[Data entries]
--------------------------------

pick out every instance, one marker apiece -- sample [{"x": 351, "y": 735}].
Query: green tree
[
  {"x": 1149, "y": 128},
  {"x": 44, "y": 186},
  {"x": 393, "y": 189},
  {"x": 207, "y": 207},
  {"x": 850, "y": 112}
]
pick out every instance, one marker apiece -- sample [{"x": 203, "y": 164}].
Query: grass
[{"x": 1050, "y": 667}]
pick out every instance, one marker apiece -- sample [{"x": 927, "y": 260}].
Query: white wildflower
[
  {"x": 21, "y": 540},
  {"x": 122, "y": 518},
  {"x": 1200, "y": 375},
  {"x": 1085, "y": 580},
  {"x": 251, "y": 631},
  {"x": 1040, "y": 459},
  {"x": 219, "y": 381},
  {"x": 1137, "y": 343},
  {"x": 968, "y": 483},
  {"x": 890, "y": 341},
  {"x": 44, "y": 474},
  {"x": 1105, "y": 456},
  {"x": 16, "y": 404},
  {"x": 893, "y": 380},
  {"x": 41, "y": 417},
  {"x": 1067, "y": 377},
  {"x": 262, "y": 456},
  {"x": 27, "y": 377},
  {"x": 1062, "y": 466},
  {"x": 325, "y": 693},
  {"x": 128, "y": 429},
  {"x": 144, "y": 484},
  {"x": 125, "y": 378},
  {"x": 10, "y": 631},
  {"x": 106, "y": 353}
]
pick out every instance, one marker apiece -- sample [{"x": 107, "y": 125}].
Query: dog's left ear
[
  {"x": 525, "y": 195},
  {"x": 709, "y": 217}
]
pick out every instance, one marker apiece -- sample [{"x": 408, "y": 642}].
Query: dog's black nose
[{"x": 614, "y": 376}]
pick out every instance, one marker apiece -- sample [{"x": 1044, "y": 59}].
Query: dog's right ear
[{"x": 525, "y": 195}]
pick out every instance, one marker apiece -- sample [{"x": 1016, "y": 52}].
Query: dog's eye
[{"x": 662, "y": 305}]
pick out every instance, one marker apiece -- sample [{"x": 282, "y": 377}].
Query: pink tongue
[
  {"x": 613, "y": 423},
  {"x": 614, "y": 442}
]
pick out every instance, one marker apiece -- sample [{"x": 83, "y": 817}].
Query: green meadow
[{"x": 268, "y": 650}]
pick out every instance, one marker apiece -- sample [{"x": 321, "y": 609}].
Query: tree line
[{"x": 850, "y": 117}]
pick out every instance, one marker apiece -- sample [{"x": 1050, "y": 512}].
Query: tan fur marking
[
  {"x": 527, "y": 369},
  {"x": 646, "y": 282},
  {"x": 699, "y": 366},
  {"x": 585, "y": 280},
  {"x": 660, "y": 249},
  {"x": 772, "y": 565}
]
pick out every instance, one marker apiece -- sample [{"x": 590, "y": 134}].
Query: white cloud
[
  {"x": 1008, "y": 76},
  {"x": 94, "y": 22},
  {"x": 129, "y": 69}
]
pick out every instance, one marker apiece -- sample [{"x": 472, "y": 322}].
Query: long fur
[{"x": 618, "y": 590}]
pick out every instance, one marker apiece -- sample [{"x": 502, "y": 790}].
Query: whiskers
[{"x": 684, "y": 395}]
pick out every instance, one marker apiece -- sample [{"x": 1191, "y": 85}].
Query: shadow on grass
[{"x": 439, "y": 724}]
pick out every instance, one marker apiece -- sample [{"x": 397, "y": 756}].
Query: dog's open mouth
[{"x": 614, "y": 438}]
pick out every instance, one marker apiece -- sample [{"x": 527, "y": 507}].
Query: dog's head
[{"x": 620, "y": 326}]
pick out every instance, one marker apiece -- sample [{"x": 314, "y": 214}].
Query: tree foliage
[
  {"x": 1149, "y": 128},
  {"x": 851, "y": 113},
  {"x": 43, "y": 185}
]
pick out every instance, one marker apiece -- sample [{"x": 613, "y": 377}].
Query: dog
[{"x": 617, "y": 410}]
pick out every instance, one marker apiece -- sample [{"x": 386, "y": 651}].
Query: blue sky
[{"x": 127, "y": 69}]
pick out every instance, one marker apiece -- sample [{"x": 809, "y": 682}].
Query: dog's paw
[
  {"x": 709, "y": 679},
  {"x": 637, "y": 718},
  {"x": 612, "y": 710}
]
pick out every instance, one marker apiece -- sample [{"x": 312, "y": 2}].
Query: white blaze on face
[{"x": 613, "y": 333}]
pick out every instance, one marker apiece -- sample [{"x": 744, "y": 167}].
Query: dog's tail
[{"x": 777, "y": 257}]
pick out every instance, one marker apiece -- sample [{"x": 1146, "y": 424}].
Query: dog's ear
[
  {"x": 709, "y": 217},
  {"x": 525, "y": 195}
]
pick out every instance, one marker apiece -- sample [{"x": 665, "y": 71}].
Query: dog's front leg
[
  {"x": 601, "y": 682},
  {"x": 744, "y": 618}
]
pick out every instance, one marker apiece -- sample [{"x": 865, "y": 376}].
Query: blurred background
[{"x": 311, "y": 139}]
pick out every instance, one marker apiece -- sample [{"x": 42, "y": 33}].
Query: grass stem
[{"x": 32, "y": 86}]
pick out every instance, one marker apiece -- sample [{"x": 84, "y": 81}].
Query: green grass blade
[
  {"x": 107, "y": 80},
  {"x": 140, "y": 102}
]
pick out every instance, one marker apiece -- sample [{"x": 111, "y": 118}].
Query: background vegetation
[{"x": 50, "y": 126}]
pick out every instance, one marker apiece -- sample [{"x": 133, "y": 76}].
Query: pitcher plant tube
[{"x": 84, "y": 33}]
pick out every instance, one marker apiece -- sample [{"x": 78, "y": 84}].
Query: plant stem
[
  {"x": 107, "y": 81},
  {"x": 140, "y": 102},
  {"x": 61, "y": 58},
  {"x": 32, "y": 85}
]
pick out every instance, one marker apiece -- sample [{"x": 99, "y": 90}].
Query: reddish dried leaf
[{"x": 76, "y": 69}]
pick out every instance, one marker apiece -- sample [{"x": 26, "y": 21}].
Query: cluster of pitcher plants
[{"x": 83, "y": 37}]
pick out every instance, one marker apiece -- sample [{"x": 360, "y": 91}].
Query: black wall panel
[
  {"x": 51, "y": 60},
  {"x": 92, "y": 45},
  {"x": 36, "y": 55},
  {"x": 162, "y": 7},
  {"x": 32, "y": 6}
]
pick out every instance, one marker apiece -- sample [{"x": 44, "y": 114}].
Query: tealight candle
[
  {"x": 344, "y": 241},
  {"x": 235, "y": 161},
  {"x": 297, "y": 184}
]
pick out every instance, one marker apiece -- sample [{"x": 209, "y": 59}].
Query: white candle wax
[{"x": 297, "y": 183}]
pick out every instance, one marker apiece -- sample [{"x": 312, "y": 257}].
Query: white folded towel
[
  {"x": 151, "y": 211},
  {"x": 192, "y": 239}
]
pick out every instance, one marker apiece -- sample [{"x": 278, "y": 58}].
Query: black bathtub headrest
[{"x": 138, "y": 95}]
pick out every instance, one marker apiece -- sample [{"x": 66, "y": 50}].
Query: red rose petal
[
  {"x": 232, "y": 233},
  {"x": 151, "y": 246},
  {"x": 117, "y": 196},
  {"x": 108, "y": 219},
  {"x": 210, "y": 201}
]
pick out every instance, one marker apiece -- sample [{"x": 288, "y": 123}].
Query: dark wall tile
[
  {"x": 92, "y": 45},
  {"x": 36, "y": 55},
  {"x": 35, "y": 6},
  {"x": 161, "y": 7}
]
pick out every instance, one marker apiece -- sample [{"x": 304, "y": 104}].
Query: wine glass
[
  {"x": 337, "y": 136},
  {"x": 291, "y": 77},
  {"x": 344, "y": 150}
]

--------------------------------

Pull out every line of the items above that contains the string "pitcher", copying each one in full. Matches must have the same letter case.

__Exercise answer__.
Query: pitcher plant tube
Query: cluster of pitcher plants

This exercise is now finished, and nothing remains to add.